● **Objective**
In full and without alteration, repeat the material.
═══
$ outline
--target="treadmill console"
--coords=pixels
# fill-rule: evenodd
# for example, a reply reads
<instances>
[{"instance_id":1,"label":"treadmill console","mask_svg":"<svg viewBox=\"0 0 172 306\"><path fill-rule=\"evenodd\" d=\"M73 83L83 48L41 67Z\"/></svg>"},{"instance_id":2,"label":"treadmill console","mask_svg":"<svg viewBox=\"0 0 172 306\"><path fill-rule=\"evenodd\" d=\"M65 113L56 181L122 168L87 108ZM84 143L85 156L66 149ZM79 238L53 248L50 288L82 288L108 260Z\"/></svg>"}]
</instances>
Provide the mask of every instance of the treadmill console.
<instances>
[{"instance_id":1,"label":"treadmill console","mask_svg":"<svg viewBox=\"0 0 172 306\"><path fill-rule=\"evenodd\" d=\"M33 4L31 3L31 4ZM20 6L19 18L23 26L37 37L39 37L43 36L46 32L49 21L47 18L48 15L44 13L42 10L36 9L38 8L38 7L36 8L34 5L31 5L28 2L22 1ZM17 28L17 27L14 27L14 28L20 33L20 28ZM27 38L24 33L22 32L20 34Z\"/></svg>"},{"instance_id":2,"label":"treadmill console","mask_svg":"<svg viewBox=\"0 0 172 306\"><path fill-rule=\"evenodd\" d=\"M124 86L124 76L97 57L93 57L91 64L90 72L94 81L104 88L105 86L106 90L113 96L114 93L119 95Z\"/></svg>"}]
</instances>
═══
● **Solution below**
$ outline
--target="treadmill console"
--coords=pixels
# fill-rule: evenodd
# for example, a reply reads
<instances>
[{"instance_id":1,"label":"treadmill console","mask_svg":"<svg viewBox=\"0 0 172 306\"><path fill-rule=\"evenodd\" d=\"M73 83L83 48L41 67Z\"/></svg>"},{"instance_id":2,"label":"treadmill console","mask_svg":"<svg viewBox=\"0 0 172 306\"><path fill-rule=\"evenodd\" d=\"M65 113L56 181L122 168L87 108ZM84 143L85 156L66 149ZM79 238L53 248L50 288L82 288L108 260Z\"/></svg>"}]
</instances>
Provide the mask of every instance of the treadmill console.
<instances>
[{"instance_id":1,"label":"treadmill console","mask_svg":"<svg viewBox=\"0 0 172 306\"><path fill-rule=\"evenodd\" d=\"M33 4L31 3L31 4ZM20 6L19 18L23 26L37 37L39 37L43 36L46 32L49 21L47 18L48 15L44 13L42 10L36 9L38 8L38 7L36 8L34 5L31 5L28 2L22 1ZM17 28L17 27L14 27L14 28L20 33L20 28ZM27 38L24 33L22 32L20 34Z\"/></svg>"},{"instance_id":2,"label":"treadmill console","mask_svg":"<svg viewBox=\"0 0 172 306\"><path fill-rule=\"evenodd\" d=\"M124 86L124 76L97 57L93 57L91 64L90 72L94 81L104 88L105 86L106 90L113 96L114 93L119 95Z\"/></svg>"}]
</instances>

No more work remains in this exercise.